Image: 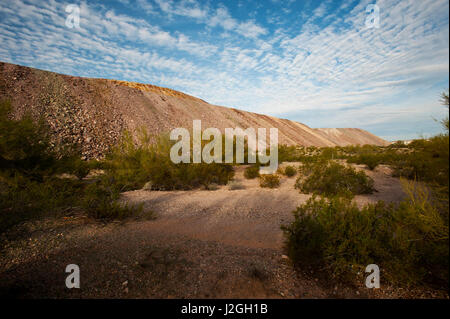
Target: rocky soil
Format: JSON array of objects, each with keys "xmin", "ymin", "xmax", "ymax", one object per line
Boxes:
[{"xmin": 0, "ymin": 166, "xmax": 448, "ymax": 298}]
·····
** REQUEST **
Count the lines in the data above that contain the string "xmin", matching case exactly, and give only the number.

** OUTPUT BELOW **
2